▶ **EXERCISE DETAILS**
Write out again, exactly as they stand, the line that includes "the orange safety" and all remaining lines of the entries.

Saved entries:
━━━━━━━━
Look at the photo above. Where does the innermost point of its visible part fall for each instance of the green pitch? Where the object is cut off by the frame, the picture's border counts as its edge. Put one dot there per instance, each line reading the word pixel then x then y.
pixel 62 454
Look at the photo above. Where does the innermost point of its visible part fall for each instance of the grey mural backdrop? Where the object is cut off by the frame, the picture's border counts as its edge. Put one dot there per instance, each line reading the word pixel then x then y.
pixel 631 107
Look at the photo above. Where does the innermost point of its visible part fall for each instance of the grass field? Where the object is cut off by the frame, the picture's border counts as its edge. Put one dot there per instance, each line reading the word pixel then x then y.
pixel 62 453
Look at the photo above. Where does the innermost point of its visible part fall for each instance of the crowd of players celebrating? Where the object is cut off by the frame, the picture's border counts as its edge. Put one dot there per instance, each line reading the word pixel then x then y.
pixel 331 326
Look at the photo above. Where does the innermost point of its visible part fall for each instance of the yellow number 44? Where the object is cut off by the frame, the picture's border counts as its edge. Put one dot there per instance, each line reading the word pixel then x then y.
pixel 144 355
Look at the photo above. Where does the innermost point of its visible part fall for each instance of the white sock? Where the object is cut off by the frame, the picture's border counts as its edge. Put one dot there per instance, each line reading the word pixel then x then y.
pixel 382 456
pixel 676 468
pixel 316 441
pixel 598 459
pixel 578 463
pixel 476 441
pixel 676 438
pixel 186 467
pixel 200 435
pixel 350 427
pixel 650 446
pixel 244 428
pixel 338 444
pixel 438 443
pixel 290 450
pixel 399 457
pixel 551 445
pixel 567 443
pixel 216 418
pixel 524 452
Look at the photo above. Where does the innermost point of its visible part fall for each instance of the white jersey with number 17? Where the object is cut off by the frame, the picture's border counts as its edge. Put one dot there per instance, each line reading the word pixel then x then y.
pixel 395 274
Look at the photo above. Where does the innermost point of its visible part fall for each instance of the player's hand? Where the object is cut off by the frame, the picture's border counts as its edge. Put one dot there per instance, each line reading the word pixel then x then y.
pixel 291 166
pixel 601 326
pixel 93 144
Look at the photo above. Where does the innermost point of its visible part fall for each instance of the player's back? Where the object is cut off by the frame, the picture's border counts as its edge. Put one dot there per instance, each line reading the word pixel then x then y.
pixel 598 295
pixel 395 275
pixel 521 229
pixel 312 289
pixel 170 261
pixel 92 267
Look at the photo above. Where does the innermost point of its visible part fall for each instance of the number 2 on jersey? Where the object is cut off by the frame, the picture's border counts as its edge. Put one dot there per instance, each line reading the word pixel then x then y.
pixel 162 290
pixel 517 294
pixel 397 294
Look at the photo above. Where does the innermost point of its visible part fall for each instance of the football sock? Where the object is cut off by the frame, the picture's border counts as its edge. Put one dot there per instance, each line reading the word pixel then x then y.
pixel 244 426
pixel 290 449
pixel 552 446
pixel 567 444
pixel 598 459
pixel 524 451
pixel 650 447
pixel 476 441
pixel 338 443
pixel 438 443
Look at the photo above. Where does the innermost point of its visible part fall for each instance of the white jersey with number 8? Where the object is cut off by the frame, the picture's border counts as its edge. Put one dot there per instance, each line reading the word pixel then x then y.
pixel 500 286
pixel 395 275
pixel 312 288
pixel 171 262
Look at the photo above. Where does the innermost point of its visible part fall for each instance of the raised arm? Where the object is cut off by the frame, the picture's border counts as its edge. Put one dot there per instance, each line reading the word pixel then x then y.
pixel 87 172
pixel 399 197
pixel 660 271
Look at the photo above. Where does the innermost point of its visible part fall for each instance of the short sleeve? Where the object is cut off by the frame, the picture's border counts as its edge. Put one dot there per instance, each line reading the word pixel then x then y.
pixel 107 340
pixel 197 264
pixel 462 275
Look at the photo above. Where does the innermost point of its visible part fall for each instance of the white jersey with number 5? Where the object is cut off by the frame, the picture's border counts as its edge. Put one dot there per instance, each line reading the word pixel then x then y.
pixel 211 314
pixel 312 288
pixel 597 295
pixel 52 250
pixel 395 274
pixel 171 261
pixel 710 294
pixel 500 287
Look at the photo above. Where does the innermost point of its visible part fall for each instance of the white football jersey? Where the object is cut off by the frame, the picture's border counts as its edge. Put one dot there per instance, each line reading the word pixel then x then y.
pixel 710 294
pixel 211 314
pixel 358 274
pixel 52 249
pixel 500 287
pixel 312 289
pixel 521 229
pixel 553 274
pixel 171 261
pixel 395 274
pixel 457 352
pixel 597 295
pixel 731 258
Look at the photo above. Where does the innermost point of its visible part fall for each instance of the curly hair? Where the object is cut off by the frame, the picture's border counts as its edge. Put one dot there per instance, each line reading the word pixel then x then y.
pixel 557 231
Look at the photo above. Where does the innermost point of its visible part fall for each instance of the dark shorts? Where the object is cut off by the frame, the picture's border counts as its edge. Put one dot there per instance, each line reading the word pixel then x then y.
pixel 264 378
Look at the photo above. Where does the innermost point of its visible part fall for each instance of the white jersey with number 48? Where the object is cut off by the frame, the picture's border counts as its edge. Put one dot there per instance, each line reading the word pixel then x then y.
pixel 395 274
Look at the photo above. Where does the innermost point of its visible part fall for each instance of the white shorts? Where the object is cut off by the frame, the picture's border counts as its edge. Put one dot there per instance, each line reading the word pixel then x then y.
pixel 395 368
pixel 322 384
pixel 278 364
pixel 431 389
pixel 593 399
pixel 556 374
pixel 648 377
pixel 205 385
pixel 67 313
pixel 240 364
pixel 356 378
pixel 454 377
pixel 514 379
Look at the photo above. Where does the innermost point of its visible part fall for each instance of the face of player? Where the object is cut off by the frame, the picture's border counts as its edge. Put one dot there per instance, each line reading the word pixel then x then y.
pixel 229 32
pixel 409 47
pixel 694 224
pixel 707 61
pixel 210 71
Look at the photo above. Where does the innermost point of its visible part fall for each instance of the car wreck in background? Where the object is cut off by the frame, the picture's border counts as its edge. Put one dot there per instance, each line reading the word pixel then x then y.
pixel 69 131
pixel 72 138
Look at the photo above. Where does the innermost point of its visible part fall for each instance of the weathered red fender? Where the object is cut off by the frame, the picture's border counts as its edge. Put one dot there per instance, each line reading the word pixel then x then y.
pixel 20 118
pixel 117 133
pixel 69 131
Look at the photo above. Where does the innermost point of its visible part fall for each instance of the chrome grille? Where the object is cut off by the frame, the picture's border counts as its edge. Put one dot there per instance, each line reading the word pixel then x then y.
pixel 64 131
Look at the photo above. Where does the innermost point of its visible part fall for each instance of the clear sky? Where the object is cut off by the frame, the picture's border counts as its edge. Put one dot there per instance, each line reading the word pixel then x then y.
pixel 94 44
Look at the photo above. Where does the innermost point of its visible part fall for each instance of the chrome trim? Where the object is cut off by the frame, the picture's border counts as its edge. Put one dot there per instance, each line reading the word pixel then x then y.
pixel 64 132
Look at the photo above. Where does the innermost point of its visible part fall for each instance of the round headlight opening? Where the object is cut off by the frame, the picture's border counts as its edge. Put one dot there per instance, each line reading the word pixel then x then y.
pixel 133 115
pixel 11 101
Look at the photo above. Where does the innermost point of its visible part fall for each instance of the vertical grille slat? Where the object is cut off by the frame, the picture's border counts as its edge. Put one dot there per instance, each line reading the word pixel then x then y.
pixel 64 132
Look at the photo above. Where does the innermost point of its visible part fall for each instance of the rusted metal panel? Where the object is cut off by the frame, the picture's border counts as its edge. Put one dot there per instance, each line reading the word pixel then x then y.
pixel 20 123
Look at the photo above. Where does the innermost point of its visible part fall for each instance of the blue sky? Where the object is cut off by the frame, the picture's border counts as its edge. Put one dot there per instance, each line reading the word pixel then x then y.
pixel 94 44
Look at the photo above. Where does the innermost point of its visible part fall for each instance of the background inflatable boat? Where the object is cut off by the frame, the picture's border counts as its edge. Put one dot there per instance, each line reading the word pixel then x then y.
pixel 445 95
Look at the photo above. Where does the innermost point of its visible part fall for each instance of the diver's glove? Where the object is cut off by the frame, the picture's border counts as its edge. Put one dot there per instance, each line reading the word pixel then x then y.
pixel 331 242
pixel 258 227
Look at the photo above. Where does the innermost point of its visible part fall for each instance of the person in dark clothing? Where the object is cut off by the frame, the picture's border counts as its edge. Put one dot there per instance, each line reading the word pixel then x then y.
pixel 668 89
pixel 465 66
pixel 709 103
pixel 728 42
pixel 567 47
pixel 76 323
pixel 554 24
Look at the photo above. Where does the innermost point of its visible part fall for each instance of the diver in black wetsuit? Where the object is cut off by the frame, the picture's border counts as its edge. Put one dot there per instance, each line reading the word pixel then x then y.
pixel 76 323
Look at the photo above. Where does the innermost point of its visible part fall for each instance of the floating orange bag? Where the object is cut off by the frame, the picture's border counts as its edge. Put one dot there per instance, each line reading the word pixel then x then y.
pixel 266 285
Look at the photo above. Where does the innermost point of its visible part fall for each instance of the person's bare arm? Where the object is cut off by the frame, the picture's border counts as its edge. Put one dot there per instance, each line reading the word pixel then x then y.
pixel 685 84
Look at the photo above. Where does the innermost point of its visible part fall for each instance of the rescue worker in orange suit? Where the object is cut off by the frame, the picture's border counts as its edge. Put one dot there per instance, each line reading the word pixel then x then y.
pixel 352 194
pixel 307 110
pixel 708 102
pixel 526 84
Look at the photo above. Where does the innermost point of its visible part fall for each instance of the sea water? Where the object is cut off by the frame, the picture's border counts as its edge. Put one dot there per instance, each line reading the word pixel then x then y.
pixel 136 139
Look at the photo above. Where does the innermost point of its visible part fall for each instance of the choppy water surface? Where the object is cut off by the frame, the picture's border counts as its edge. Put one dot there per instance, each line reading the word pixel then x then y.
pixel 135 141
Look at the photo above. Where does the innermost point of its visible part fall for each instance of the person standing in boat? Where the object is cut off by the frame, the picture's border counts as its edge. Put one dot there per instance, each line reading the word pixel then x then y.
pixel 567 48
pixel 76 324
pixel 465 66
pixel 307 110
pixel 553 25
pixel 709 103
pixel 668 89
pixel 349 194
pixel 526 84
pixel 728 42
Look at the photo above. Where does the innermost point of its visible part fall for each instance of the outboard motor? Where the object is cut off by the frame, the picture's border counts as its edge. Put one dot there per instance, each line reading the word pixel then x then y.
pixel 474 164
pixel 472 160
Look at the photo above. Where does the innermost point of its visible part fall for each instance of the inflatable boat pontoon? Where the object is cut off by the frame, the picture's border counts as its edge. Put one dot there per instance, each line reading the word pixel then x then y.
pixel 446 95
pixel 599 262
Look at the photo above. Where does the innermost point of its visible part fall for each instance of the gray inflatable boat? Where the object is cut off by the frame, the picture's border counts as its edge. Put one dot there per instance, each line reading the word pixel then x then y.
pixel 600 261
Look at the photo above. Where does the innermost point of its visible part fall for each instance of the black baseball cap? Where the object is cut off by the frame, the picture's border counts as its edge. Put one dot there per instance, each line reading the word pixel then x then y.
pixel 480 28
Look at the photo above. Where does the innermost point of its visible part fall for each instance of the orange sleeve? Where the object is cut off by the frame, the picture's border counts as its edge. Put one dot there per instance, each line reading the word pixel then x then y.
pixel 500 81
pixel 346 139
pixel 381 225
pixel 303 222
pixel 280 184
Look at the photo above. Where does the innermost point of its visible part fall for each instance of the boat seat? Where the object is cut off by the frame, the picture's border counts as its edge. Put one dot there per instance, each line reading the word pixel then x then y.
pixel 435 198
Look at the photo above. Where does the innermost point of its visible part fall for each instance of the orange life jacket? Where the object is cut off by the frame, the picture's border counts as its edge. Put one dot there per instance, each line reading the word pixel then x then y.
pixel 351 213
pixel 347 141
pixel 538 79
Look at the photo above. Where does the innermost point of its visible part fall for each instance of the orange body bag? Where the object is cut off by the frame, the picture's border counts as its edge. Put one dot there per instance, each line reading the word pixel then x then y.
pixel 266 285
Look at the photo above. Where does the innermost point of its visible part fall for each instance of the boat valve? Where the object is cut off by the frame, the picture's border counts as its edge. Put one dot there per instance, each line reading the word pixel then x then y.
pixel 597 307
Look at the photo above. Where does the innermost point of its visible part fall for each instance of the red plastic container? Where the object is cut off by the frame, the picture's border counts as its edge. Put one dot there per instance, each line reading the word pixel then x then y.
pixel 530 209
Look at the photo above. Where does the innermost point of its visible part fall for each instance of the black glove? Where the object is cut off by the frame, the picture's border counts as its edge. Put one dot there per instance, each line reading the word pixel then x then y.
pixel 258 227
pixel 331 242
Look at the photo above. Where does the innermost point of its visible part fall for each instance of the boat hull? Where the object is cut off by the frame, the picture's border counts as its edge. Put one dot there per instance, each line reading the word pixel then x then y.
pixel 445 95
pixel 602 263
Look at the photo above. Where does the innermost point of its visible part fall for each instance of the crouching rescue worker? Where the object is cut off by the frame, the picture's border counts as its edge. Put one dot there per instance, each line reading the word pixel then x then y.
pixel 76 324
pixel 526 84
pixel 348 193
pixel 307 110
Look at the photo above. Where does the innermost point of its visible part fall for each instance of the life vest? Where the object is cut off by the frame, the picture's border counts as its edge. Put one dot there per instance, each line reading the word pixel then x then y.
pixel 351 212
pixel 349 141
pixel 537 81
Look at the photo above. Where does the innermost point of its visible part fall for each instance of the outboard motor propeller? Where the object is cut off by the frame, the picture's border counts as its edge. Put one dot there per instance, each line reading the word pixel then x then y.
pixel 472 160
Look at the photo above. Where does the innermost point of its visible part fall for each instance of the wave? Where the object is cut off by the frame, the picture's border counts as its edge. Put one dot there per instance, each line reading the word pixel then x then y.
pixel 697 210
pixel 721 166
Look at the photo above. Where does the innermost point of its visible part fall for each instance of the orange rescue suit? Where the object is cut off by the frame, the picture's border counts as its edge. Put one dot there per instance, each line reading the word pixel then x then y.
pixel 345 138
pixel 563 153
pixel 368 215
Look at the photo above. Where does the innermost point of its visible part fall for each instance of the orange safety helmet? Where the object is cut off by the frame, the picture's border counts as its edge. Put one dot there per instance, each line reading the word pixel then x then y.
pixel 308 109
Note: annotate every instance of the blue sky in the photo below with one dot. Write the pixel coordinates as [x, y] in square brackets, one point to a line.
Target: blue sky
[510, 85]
━━━━━━━━
▶ **REPLY**
Look at the photo above. Where does the innermost point of its visible part fall for each instance of the orange safety helmet? Where the object is cut off by the frame, the picture's border counts as its edge. Put one dot there per instance, each line reading the word pixel then x then y.
pixel 308 109
Note: annotate every instance of the blue sky in the photo below with one dot. Write the pixel coordinates as [x, y] in square brackets, one point to a line.
Target: blue sky
[510, 85]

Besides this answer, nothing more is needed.